* [WHAT IS EXPECTED]:
The records below are to be repeated in full, exactly as they are.

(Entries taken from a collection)

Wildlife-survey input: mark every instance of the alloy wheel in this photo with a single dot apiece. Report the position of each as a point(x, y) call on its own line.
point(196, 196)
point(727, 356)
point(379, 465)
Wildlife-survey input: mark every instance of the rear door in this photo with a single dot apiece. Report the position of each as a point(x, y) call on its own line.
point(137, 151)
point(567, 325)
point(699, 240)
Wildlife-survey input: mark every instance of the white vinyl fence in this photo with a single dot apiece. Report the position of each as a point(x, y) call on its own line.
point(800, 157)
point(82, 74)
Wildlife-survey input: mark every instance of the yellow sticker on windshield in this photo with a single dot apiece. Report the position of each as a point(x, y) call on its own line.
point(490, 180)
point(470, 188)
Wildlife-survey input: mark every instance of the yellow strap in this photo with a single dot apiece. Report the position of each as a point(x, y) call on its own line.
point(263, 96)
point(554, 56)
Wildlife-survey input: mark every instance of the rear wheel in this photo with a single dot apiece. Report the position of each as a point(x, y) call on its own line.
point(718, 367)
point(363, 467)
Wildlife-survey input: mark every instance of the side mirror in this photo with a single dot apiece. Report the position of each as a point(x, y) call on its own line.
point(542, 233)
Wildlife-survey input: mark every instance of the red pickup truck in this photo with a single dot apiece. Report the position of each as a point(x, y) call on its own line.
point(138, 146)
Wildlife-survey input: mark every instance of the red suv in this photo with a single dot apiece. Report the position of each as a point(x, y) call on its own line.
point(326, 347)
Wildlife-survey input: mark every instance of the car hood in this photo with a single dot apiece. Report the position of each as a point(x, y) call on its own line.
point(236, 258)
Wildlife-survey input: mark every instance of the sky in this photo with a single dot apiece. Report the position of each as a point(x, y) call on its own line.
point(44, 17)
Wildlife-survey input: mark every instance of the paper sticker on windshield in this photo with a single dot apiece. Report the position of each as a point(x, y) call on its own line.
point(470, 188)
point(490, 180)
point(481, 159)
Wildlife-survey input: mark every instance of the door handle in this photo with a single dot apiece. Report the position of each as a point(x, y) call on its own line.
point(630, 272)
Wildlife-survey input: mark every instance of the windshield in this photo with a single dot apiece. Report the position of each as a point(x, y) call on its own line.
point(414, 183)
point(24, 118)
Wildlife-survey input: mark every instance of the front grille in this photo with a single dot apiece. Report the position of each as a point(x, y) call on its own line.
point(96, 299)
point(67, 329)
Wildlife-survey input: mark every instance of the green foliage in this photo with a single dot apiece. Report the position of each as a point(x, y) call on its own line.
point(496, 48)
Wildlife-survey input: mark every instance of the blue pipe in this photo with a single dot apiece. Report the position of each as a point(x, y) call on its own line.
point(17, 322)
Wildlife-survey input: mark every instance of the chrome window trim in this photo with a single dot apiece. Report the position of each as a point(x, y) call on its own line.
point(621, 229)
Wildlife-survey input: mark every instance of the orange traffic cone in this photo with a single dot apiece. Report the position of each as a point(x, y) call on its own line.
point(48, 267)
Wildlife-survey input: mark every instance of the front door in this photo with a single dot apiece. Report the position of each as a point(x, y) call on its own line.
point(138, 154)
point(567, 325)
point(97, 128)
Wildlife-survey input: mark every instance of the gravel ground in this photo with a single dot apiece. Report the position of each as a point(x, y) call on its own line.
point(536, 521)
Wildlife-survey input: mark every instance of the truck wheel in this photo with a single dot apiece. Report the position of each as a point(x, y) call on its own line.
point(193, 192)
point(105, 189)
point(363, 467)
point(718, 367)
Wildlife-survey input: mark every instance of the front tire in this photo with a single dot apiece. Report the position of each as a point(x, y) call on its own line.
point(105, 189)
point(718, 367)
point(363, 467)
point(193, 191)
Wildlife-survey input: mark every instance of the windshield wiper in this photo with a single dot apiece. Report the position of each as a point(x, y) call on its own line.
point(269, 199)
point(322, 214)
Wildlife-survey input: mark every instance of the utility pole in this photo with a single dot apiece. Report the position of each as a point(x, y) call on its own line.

* [RESULT OF THIS TASK]:
Wildlife-survey input: mark every instance of the alloy wheel in this photo with a single dot apiece. Report the position of each as a point(x, y) call on its own line.
point(196, 196)
point(727, 356)
point(379, 465)
Wildlife-survey input: mark every instance of the rear door in this photo with a single dot apiece. Report the position of each as a point(x, y) call on its own line.
point(137, 151)
point(567, 325)
point(699, 240)
Wildlife-survey input: mark every instance of the white vinyl fence in this photo with a single dot apiece. Report the position of each as a point(x, y) call on its own line.
point(800, 157)
point(82, 74)
Wildlife-survey input: mark every instance of the yellow sticker on windshield in this photo with a single dot apiece. Report the position of each as a point(x, y) call on its own line.
point(490, 180)
point(470, 188)
Wildlife-survey input: mark every instance of the yellow strap in this photo with a single dot apiece. Report the position of each as a point(x, y) call on its own line.
point(263, 96)
point(554, 56)
Wildlife-survey input: mark every instance of the rear wheel in this photo with a single dot apiece. Report the position of each as a point(x, y) call on its own line.
point(718, 367)
point(363, 467)
Wildlife-survey input: mark every instance of the side mirror in this photo with a single dot apiece. Report the position of each as a point(x, y) call on its own line.
point(542, 233)
Wildlife-survey input: mark every instance of the red pickup truck in this photo with a single dot apiece. Report the position of each as a point(x, y) call on its own line.
point(138, 146)
Wildlife-survey input: mark every instance of the red suv in this photo with a single dot apiece. Report the position of each as a point(x, y) call on its own line.
point(326, 347)
Wildlife-survey input: mark every instance of the car hood in this photo with a single dot apiece. Report the position of each as a point(x, y) call on its own line.
point(236, 258)
Wildlife-survey input: mark every instance of the sky in this photo with a single dot apiece. Report the position of each as a point(x, y) call on its own line.
point(44, 17)
Wildlife-survey input: mark every instance of the paper sticker on windshield in this photo with a single dot apiece. Report the position of each as a point(x, y) call on its own line.
point(470, 188)
point(490, 180)
point(481, 159)
Wildlife-survey input: mark every instance of the door handle in this photo with a single dot apiece. Report the position of each as a point(x, y) call on its own line.
point(630, 272)
Wildlife-survey input: mark every instance of the windshield in this photo with a single dot apiece. Report the position of each as a point(x, y) call on its own line.
point(414, 183)
point(24, 118)
Wildlife-survey input: mark every instance of the front grille in this photo with a single dot apiece. Report the position of each as a point(x, y) call on its own line.
point(96, 299)
point(67, 329)
Wildlife-survey input: mark every instance of the green foliage in this photo with a single dot apiece. Report the position of each as a point(x, y) call on its own line.
point(496, 48)
Wildlife-survey input: mark every instance of the blue pipe in this photo with a single dot apiece. Report the position of each as a point(x, y) call on its own line.
point(17, 322)
Wildlife-survey input: mark every instance of the chrome window trim in this photo with a single dot apiece. Report the position of each as a point(x, y) call on its own line.
point(621, 229)
Wildlife-survey input: mark every instance of the orange traffic cone in this photo with a single dot apiece. Report the position of each as a point(x, y) call on its own line.
point(48, 267)
Wildlife-survey input: mark every instance of the front door in this photo with a single dot apiece. Report the position of each as a point(x, y) call on its own line.
point(138, 154)
point(567, 325)
point(97, 128)
Wildlife-survey input: mark every instance of the gravel ground in this photo with a single dot apiece. Report the position of each as a point(x, y) call on its own line.
point(536, 521)
Wildlife-survey input: mark every instance of the truck wheel in this photo with a single dot apiece. Report the position of each as a point(x, y) call on its own line.
point(193, 192)
point(105, 189)
point(363, 467)
point(718, 367)
Wildlife-survey input: mark every instance of the front tire in this photo with a single dot apiece. Report the position of each as a point(x, y) call on its own line.
point(105, 189)
point(718, 367)
point(363, 467)
point(193, 191)
Wildlife-survey input: mark every instance of the windshield wiper in this photo with a single dot apiece. Report the position of each as a point(x, y) call on its own line.
point(269, 199)
point(322, 214)
Wildlife-survey input: mark every instance of the utility pole in this photo with a single dot apiece. Report the position of each as a point(x, y) call on its own line.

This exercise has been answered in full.